* [Texto para leitura]:
Princesa Mononoke não é apenas um filme ecológico, mas também uma análise séria e contemplativa sobre o feminismo, o meio ambiente, guerra e pacifismo, o sofrimento humano, a vida e a morte. Por falar em feminismo, é muito claro que em toda a sua carreira Miyazaki tem se mostrado um cineasta profundamente feminista, tornando-o um dos diretores mais maravilhosos que existe. (Basta lembrar de outras grandes personagens em outros filmes: Nausicaa,já mencionada acima, Kiki, Chihiro, Ponyo, Sofi.) Portanto, Princesa Mononoke e toda a sua filmografia são obras essenciais para todo cinéfilo.

Registros de anotação de coordenadas:
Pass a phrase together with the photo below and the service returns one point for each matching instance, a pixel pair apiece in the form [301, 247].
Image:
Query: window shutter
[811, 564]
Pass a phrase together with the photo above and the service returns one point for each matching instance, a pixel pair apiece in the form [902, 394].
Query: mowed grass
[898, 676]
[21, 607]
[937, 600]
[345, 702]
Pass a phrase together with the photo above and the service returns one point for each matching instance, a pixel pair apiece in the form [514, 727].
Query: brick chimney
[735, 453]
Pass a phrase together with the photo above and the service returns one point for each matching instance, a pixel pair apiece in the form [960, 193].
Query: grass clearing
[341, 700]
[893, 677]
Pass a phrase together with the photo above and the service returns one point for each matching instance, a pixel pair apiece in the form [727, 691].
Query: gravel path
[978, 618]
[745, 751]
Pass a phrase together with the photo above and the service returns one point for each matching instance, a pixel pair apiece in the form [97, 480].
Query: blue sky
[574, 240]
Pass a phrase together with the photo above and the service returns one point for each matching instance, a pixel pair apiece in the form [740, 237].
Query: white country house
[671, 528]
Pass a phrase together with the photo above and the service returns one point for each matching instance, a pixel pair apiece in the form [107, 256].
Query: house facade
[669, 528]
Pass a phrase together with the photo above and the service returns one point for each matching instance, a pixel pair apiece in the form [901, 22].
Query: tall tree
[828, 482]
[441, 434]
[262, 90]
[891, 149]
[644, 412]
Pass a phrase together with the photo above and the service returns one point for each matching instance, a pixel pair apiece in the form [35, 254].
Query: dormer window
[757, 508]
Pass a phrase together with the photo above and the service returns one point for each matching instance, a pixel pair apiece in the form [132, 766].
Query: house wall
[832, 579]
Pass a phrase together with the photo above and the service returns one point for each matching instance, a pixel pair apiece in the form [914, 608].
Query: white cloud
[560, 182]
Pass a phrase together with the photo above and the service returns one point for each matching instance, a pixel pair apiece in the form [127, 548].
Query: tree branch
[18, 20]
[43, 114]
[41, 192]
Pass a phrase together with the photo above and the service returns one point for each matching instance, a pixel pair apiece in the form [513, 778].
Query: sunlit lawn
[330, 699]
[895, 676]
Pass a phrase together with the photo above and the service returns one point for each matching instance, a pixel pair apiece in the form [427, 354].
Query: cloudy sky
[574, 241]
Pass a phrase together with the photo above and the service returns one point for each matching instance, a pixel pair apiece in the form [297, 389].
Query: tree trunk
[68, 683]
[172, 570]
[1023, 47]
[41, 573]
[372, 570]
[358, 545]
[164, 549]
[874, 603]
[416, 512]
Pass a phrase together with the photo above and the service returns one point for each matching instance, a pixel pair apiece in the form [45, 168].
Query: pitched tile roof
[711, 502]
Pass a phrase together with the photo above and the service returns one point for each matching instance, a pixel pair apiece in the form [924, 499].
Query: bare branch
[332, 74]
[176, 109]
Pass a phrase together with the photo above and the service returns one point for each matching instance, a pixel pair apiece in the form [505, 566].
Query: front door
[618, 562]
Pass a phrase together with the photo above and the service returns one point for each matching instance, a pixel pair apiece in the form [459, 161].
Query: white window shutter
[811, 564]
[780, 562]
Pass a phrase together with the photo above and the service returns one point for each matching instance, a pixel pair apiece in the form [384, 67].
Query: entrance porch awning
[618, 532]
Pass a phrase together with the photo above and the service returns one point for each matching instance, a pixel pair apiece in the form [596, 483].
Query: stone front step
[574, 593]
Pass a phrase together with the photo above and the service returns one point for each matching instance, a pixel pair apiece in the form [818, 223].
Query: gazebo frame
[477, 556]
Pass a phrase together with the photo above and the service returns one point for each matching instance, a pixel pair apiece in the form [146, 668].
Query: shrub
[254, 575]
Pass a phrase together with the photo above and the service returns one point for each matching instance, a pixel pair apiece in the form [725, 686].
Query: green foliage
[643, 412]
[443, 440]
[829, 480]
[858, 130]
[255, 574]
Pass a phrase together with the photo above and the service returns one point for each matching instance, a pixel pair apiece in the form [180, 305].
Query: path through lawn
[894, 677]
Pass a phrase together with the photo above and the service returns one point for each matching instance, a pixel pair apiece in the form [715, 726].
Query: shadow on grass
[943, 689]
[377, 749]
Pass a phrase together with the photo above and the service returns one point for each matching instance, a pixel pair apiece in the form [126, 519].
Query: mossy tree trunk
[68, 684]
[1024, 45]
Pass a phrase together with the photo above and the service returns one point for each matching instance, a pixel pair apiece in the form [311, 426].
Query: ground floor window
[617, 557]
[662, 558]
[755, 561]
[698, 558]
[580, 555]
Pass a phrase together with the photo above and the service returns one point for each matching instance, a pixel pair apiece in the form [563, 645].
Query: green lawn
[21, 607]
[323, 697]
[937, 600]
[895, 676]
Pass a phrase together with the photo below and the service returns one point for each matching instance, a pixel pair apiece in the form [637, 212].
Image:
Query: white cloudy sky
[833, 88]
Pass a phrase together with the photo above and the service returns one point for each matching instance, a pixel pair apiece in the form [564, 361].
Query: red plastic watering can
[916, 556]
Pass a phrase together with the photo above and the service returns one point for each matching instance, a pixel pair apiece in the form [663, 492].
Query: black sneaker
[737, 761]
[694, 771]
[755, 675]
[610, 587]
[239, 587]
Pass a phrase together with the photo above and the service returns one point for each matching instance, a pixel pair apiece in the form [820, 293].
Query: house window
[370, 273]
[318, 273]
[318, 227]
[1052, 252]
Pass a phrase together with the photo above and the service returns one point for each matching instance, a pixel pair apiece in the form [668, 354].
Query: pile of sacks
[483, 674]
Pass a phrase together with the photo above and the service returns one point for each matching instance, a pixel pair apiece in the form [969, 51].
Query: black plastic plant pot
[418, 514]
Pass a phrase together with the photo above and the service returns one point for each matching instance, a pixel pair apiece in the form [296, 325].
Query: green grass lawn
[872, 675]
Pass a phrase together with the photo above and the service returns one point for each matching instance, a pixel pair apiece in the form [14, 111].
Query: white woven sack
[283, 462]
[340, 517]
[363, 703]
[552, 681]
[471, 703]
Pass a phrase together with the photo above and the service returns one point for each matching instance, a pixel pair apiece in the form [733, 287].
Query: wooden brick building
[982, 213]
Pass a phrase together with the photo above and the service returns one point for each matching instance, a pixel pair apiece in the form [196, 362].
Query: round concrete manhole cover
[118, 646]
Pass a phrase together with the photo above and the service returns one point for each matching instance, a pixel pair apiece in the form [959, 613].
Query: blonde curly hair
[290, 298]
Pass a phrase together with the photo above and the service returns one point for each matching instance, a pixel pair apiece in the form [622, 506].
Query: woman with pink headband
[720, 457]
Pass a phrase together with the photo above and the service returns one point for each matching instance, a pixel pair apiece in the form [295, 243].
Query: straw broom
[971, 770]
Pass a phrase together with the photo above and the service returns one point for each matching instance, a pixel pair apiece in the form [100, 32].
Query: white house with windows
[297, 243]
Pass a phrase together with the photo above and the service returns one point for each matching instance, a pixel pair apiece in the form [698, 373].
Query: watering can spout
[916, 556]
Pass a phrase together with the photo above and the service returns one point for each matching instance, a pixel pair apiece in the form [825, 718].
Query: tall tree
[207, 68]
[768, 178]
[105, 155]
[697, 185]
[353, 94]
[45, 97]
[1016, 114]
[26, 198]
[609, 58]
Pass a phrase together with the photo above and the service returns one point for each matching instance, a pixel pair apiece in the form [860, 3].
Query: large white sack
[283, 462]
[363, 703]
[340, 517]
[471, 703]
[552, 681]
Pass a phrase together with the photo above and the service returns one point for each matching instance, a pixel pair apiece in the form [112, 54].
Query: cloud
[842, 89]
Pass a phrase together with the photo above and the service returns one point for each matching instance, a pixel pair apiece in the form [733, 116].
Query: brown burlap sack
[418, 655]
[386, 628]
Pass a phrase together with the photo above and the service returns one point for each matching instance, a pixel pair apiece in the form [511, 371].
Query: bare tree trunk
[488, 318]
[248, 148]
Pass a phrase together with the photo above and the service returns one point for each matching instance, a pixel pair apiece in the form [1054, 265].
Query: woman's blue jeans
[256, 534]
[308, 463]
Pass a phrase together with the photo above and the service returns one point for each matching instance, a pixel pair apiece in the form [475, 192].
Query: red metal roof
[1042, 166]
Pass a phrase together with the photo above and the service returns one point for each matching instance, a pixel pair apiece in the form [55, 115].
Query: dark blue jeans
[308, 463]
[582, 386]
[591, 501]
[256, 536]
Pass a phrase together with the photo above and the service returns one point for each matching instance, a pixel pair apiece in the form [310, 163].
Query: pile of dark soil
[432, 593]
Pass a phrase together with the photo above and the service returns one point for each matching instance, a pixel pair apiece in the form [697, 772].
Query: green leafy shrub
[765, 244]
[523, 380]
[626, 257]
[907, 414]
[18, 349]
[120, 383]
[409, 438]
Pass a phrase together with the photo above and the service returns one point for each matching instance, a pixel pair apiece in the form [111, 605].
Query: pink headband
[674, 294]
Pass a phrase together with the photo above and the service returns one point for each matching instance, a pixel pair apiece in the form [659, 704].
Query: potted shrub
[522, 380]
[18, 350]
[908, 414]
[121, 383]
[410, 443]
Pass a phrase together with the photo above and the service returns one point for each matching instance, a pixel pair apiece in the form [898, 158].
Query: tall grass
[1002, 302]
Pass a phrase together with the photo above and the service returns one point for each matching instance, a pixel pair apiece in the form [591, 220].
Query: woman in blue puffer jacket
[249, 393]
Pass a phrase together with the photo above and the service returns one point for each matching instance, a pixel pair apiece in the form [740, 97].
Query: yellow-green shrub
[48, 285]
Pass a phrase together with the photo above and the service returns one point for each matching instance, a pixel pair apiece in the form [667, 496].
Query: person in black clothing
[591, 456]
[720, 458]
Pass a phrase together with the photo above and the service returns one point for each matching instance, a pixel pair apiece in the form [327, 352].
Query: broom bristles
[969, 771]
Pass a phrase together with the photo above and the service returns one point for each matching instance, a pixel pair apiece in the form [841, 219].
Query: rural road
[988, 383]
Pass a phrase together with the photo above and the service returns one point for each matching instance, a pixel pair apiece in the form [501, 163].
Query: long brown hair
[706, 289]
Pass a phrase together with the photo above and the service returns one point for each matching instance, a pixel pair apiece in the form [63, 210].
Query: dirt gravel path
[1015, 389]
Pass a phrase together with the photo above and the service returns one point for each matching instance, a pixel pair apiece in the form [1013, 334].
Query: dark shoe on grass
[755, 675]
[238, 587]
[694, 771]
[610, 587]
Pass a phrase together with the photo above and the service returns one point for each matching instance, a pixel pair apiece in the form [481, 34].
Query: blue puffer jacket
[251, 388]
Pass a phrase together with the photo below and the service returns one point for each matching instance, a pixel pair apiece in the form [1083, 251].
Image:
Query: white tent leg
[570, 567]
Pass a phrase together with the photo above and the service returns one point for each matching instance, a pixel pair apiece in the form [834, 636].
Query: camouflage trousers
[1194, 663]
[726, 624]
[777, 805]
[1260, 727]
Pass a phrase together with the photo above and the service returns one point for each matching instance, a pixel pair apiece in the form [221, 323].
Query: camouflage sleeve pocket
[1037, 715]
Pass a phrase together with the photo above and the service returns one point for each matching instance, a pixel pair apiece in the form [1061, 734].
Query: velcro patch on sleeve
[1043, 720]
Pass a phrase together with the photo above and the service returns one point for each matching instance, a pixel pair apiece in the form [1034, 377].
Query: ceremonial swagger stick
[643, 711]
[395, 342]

* [Requisitos da tarefa]:
Reescreva o trecho do texto sobre Princesa Mononoke entre "Princesa Mononoke não é" e "para todo cinéfilo.", inclusive, substituindo "cineasta" por "realizador".

* [Resposta esperada]:
Princesa Mononoke não é apenas um filme ecológico, mas também uma análise séria e contemplativa sobre o feminismo, o meio ambiente, guerra e pacifismo, o sofrimento humano, a vida e a morte. Por falar em feminismo, é muito claro que em toda a sua carreira Miyazaki tem se mostrado um realizador profundamente feminista, tornando-o um dos diretores mais maravilhosos que existe. (Basta lembrar de outras grandes personagens em outros filmes: Nausicaa,já mencionada acima, Kiki, Chihiro, Ponyo, Sofi.) Portanto, Princesa Mononoke e toda a sua filmografia são obras essenciais para todo cinéfilo.